## Short problem
Return every line below as is, leaving out the pictures.

# Start of Records to use

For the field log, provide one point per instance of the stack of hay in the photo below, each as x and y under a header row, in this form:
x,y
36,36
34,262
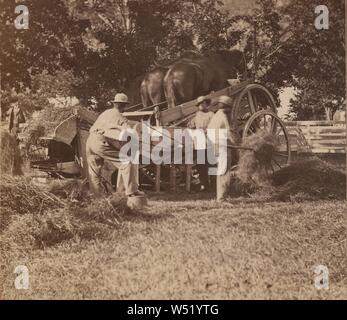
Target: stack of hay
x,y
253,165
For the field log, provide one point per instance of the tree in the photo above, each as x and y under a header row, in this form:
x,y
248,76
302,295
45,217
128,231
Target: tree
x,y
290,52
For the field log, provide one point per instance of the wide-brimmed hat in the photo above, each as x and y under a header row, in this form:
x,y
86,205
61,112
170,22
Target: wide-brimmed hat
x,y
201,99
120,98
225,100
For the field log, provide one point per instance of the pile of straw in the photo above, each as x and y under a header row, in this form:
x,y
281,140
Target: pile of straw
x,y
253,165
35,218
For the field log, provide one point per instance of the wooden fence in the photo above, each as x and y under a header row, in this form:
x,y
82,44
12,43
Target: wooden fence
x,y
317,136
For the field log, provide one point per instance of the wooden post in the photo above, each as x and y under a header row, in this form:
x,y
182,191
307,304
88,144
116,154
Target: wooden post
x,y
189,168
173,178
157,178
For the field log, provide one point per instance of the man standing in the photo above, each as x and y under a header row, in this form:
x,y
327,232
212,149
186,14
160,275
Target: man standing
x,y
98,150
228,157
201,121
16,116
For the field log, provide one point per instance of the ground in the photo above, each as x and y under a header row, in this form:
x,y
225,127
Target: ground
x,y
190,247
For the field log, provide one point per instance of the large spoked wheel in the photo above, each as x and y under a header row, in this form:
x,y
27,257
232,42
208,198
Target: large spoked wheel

# End of Records to use

## Response
For the field log, provide one point per instance of the stack of hay in the photo below, each as x and y under a header row, in this form:
x,y
36,36
34,262
Target: stack of hay
x,y
253,165
For the field log, provide one point per instance of the tree in the photo above, each as x and y under a header row, in this form:
x,y
248,76
302,295
45,217
128,231
Target: tree
x,y
290,52
For the field log, provide one point per instance of the wide-brimmed hat in the photo above, each as x and y under a header row, in this form:
x,y
86,205
61,112
170,22
Target: wide-brimmed hat
x,y
201,99
120,98
225,100
For the field log, provide one point per instance of the pile of straw in the photo above, each as x and y under a header row, in this form:
x,y
281,140
Target: pile of straw
x,y
253,165
35,218
For the field log, provide one point per instance of the wooden fence in the photo above, each as x and y under a header row, in this form:
x,y
82,44
12,43
Target: wooden fence
x,y
317,136
For the field log, provide one point per instance of the wooden post in the photo above, each as x and y under a header row, in this form:
x,y
182,191
307,304
88,144
116,154
Target: wooden post
x,y
189,168
173,178
157,178
For the field log, provide one point per instance of the man standing in the photo above, each as x and y under a header row, in this form:
x,y
327,232
212,149
186,14
160,275
Target: man standing
x,y
98,150
228,157
201,121
16,116
For the field log, provide one point per instance of the ground in the photo above, each as x and y under a header row, in this form:
x,y
225,127
Target: ground
x,y
190,247
For the field log, provide one point per instance of the large spoked wheel in the photo above, each as x and y under a header row, in this form:
x,y
27,257
232,42
208,198
Target: large spoked wheel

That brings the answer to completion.